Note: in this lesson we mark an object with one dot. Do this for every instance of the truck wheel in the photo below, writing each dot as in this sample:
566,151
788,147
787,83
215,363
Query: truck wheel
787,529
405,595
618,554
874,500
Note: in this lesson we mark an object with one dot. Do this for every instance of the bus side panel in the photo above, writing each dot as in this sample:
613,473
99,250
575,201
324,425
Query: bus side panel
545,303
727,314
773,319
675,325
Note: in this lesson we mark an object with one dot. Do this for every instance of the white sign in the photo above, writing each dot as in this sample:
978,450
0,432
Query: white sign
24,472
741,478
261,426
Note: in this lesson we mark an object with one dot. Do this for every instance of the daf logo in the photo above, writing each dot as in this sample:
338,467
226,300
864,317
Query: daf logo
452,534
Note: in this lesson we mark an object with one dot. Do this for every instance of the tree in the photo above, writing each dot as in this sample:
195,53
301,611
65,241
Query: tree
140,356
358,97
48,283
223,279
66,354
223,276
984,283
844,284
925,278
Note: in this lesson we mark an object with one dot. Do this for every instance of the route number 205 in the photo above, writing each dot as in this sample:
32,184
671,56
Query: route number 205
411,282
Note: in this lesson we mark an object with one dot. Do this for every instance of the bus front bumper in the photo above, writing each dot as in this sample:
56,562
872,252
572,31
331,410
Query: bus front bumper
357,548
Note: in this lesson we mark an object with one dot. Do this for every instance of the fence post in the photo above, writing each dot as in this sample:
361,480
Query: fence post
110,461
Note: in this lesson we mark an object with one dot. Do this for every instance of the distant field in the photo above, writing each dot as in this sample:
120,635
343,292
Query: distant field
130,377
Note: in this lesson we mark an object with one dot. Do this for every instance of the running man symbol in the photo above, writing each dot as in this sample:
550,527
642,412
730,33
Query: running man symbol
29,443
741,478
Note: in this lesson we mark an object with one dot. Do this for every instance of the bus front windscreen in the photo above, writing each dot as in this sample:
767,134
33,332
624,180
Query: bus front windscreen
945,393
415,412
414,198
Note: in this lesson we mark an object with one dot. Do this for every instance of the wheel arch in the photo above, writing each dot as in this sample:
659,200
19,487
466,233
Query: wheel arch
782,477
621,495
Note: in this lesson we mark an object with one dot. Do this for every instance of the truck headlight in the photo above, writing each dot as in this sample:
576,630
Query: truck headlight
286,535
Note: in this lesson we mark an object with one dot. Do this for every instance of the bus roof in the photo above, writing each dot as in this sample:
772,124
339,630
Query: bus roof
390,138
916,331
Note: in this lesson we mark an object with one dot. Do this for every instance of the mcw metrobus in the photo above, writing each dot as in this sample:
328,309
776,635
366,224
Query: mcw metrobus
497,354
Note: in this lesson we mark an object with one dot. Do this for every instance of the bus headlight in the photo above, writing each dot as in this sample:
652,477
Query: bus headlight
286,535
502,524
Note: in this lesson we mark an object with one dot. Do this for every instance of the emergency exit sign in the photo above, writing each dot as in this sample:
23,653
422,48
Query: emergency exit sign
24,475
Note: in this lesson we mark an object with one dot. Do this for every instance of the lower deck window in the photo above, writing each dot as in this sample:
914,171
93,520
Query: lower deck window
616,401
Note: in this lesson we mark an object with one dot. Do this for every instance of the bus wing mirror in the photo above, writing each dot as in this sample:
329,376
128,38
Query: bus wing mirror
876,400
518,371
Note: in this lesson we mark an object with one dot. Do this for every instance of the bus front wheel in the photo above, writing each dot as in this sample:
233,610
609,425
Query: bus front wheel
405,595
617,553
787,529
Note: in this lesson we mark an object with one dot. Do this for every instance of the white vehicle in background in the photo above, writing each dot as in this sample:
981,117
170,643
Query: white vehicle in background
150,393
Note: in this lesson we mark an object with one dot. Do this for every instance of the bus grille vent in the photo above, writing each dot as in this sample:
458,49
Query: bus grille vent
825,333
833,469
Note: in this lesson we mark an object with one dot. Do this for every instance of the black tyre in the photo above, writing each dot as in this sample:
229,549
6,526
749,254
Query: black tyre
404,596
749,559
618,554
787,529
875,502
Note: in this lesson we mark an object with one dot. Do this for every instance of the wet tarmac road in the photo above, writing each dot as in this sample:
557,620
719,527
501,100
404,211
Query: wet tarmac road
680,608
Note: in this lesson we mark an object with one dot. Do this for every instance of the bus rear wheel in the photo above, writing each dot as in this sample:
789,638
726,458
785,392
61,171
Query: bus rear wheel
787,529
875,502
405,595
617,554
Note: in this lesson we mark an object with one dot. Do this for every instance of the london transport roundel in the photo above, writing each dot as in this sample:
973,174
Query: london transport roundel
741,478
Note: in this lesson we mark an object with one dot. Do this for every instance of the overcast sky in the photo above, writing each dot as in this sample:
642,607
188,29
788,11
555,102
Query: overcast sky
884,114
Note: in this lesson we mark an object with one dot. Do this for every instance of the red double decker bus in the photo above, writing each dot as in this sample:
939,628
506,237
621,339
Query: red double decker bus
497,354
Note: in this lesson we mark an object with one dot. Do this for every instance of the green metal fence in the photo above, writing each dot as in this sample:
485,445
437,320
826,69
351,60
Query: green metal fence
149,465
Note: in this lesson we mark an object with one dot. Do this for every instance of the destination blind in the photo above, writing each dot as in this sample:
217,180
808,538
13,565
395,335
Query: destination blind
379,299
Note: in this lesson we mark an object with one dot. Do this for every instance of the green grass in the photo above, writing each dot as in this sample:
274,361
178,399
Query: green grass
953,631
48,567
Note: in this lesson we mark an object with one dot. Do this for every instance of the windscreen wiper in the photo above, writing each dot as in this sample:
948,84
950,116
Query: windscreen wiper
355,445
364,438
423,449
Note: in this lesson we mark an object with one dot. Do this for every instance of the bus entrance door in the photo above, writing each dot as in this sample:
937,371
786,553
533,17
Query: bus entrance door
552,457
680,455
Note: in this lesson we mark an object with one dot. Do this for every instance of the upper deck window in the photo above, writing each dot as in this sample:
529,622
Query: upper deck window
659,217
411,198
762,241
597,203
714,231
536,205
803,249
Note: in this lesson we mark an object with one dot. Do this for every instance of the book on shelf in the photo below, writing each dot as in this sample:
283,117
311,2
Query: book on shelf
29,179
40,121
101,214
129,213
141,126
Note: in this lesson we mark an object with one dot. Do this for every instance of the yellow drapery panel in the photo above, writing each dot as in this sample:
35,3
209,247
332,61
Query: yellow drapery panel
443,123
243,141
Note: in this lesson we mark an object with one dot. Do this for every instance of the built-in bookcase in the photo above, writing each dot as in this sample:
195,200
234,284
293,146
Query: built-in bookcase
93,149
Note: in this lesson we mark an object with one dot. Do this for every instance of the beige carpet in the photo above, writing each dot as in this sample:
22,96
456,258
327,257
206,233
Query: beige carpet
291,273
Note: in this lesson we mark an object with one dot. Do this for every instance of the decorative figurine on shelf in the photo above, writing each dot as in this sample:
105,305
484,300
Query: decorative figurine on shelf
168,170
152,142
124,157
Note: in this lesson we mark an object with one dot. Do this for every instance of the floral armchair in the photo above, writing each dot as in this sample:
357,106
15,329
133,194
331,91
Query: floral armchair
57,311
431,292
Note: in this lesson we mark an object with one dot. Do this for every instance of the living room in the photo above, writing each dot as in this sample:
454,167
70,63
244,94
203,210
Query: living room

──────────────────────────────

> _Set exercise_:
Lines from the one containing "the bus entrance" through the final line are to be given again verbatim, with nothing before or after.

> _Solution below_:
Note: in this lesson we mark an object with one dot. Do this for every instance of the bus entrance door in the photo above, writing each dot as in this sample:
937,371
786,553
533,17
Query: bus entrance door
552,457
680,455
Note: in this lesson we mark an object with one dot. Do this for every instance of the upper deck window in the photo above, writing each dot as in this sample:
529,622
Query: upper deck window
659,217
411,198
762,241
597,203
714,231
536,205
803,249
Note: in this lesson we mark an object with one dot. Do this for every instance of the book on shelf in the photo below, writing each dot as in this sample:
283,117
311,2
Query: book on shelf
29,179
40,121
101,214
129,213
141,126
Note: in this lesson we mark an object with one dot. Do this for every instance of the yellow drapery panel in the photo above, writing each dot as in this sample:
35,3
209,247
332,61
Query: yellow drapery panel
443,123
243,141
Note: in this lesson we mark an object with one dot. Do this for every instance of the built-in bookcase in the photo above, writing each dot as in this sample:
195,200
234,284
293,146
Query: built-in bookcase
93,149
Note: in this lesson we mark an object with one dot. Do this for every instance of the beige carpet in the photo above, writing each dot as in this sample:
22,96
456,258
327,257
206,233
Query: beige carpet
291,273
Note: in this lesson we mark an object with one dot. Do this for every instance of the decorative figurine on shelf in the photo above, writing each dot as in this sample:
105,305
484,300
Query: decorative figurine on shelf
168,170
152,142
124,157
Note: in this lesson we mark an object with one dot. Do this for every instance of the floral armchair in the photo above, writing each dot as in this sample:
357,106
15,329
133,194
331,91
Query: floral armchair
57,311
431,292
Note: in this lesson we mark an object with one dot. Do this for every instance of the living room in the photo above, writing each dot as in this sample:
454,167
70,63
244,94
203,210
Query: living room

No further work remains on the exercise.